TASK TO CARRY OUT:
Read the data and repeat all of it exactly.

============

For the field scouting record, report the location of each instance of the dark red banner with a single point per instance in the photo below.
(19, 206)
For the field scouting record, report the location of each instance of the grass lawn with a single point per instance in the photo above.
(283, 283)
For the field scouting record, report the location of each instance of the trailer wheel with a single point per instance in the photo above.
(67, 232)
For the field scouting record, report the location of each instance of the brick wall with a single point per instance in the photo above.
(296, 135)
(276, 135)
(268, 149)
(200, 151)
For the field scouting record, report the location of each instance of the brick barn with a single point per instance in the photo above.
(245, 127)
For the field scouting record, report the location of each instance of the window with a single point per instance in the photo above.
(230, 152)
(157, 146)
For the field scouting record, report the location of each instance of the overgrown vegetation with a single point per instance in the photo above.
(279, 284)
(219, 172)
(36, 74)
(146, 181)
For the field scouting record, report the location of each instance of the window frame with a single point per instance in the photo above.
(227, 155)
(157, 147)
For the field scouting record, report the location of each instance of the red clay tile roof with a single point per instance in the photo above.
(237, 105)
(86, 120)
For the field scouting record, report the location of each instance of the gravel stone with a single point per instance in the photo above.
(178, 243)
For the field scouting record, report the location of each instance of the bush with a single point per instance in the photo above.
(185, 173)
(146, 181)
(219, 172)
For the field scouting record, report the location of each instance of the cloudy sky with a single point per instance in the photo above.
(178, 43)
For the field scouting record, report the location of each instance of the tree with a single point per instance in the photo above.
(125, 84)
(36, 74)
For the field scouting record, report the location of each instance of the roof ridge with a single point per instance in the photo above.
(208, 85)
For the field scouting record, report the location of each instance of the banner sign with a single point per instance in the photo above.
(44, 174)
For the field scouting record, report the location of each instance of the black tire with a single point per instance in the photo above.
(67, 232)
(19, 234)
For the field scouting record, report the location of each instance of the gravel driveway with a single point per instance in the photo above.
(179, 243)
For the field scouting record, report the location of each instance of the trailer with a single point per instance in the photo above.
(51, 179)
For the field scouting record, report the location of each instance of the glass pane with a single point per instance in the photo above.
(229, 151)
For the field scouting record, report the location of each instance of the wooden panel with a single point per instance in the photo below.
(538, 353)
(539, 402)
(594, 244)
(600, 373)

============

COMPLETE ANSWER:
For the field scouting record, report the location of each instance of the dark red banner with a single point per instance in the photo below.
(19, 206)
For the field scouting record, report the location of each instance of the grass lawn with a single point per instance in the photo above.
(283, 283)
For the field scouting record, report the location of each instance of the trailer wheel with a single point per instance in the photo above.
(67, 232)
For the field scouting record, report the location of each instance of the brick wall with a single point per instance in the photo above.
(296, 135)
(276, 135)
(268, 149)
(200, 151)
For the field scouting record, report the location of each instance of the brick barn with a single point per instance in the photo above.
(245, 127)
For the field scouting record, report the location of each instance of the window with a single point per instance in the photo above.
(230, 152)
(157, 146)
For the field scouting record, report the location of each instance of the overgrown vegetation with a single point per instance in the photo above.
(279, 284)
(219, 172)
(36, 74)
(146, 181)
For the field scouting record, report the location of each instance of the window frame with a single point per instance in the photo above.
(227, 155)
(157, 147)
For the field scouting record, report the location of each instance of the red clay tile roof with a single point per instance in the photo above.
(237, 105)
(86, 120)
For the field scouting record, report the location of each instance of the gravel stone with a single point per instance in the photo above.
(178, 243)
For the field scouting record, report the location of each instance of the bush with a single point per instance in the photo above.
(185, 173)
(146, 181)
(219, 172)
For the field scouting record, report the location of each instance of the cloudy sky with a single point per instance in the photo above.
(178, 43)
For the field scouting record, report the location of each instance of the tree with a single point per instance in the photo above.
(125, 84)
(36, 74)
For the field scouting record, report the location of each instance of the roof ridge with a single point per instance in the photo above.
(208, 85)
For the field scouting record, report the location of each instance of the banner sign with a single point per instance in the photo above.
(44, 174)
For the field scouting record, report the location of each instance of the black tire with a single point per instance in the photo above.
(67, 232)
(19, 234)
For the field scouting record, report the location of each instance of the gravel driveway with a single point per instance in the photo above.
(179, 243)
For the field scouting record, report the location of each instance of the trailer with a single point per instance in the photo above.
(51, 179)
For the field scouting record, report the location of each instance of the glass pane with a single point per instance in the photo above.
(229, 151)
For the field scouting record, report the location of each instance of the wooden panel with a single point per instance in the photo below.
(538, 353)
(539, 402)
(594, 244)
(600, 373)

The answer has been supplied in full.